__WHAT IS EXPECTED__
Set down the whole listing verbatim.

__DATA SHOWN__
------------------------------------------------------------------------
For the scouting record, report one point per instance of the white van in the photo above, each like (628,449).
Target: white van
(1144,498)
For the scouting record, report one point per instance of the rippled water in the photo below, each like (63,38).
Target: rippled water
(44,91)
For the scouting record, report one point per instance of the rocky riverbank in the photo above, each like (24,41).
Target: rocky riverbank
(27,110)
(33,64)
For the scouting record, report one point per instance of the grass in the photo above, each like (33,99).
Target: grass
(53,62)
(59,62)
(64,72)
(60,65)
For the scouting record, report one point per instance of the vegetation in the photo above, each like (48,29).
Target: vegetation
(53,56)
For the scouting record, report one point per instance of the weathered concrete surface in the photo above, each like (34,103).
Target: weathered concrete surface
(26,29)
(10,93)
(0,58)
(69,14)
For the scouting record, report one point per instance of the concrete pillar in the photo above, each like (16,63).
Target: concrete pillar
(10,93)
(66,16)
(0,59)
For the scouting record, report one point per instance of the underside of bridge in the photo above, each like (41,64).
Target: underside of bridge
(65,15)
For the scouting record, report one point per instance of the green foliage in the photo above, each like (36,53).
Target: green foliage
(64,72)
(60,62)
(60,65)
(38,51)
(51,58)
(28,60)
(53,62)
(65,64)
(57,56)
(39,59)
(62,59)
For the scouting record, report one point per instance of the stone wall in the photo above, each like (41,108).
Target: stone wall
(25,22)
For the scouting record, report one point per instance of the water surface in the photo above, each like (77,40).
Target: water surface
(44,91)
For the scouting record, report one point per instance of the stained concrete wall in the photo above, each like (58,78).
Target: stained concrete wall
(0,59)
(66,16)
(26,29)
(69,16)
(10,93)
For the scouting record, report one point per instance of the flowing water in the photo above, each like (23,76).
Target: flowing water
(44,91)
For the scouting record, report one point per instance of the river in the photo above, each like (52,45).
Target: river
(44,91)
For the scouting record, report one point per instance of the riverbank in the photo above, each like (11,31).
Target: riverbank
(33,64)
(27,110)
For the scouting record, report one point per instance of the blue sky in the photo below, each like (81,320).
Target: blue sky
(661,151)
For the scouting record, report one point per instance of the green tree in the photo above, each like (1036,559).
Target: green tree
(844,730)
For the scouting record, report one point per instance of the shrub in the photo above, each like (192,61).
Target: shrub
------------------------------------------------------------------------
__WRITTEN RESPONSE__
For the scouting record, report one point per instance of the white van in the photo above, each like (628,449).
Target: white van
(1144,498)
For the scouting record, report one point per instance of the rippled water in the photo below, each like (63,38).
Target: rippled water
(44,91)
For the scouting record, report one point per instance of the rocky riverbank in the photo above, each like (24,41).
Target: rocky riverbank
(27,110)
(33,64)
For the scouting record, report one point per instance of the grass in the photo above, each like (33,99).
Target: grass
(53,62)
(59,62)
(64,72)
(60,65)
For the scouting record, report one point per instance of the vegetation in the photo above, each like (48,29).
Target: vegetation
(53,56)
For the scouting record, report one point per instance of the weathered concrete surface in the photo above, each like (34,103).
Target: weathered concrete surface
(26,29)
(10,93)
(0,58)
(69,14)
For the scouting record, report one point per instance of the concrete pillar in the photo above, each like (16,63).
Target: concrete pillar
(10,93)
(66,16)
(0,59)
For the scouting record, report one point per instance of the underside of bridge in the photo above, each like (41,64).
Target: underside of bridge
(65,15)
For the scouting record, report one point per instance of the green foliage in the photo above, each like (36,53).
Target: green foliage
(64,72)
(60,62)
(60,65)
(38,51)
(51,58)
(28,60)
(53,62)
(65,64)
(57,56)
(39,59)
(62,59)
For the scouting record, report one point per instance of the stone wall in the photo above, each like (41,108).
Target: stone wall
(25,22)
For the scouting record, report one point per instance of the water surface in the photo above, each like (77,40).
Target: water surface
(44,91)
For the scouting record, report one point per instance of the stained concrete wall in the photo above, each like (58,78).
Target: stained concrete wall
(0,59)
(66,16)
(26,29)
(69,16)
(10,93)
For the scouting record, report one point per instance of the flowing water in the photo above, each like (23,76).
Target: flowing water
(44,91)
For the scouting record, report one point per instance of the river in the photo above, each like (52,45).
Target: river
(44,91)
For the scouting record, report one point per instance of the riverbank in the photo above, each like (11,31).
Target: riverbank
(33,64)
(27,110)
For the scouting record, report one point per instance of the blue sky in the photo below, each like (81,320).
Target: blue sky
(661,151)
For the scouting record, report one point per instance of the green tree in the photo above, each like (1036,559).
Target: green tree
(844,730)
For the scouting record, report one point per instance of the shrub in the photo above, each like (192,61).
Target: shrub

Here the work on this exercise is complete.